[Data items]
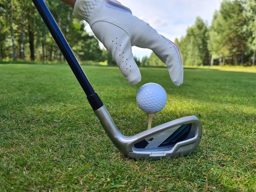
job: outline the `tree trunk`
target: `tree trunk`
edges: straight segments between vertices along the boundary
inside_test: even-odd
[[[30,49],[30,60],[31,61],[35,60],[35,47],[34,45],[35,34],[31,31],[30,26],[29,23],[29,49]]]
[[[214,59],[213,59],[213,54],[211,55],[211,66],[213,66],[213,61],[214,61]]]
[[[10,0],[9,2],[9,21],[10,22],[10,29],[11,30],[11,42],[12,42],[12,48],[13,50],[13,60],[17,60],[17,49],[15,44],[15,39],[14,38],[14,33],[13,32],[13,27],[12,24],[12,6],[11,4],[11,0]]]
[[[25,33],[25,30],[26,18],[25,17],[25,13],[23,12],[22,14],[22,54],[21,55],[21,59],[22,60],[25,60],[25,45],[26,43],[26,33]]]
[[[255,65],[255,56],[256,56],[256,47],[255,47],[255,49],[254,49],[254,51],[253,52],[253,56],[252,57],[253,66],[254,66]]]
[[[241,59],[241,65],[243,65],[245,63],[245,47],[242,47],[242,58]]]

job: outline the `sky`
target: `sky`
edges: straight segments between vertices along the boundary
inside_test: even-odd
[[[215,10],[219,10],[222,0],[118,0],[132,14],[148,23],[158,33],[172,41],[186,34],[197,17],[211,22]],[[149,57],[152,51],[132,47],[133,55]]]

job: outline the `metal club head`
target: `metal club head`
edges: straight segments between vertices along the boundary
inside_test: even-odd
[[[157,159],[188,154],[201,141],[202,125],[195,116],[175,119],[126,136],[118,130],[104,105],[94,112],[116,147],[130,158]]]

**What the task asks:** Find each line of the data above that contains the word "tree" and copy those lines.

**Exercise output:**
job: outline the `tree trunk`
target: `tree trunk`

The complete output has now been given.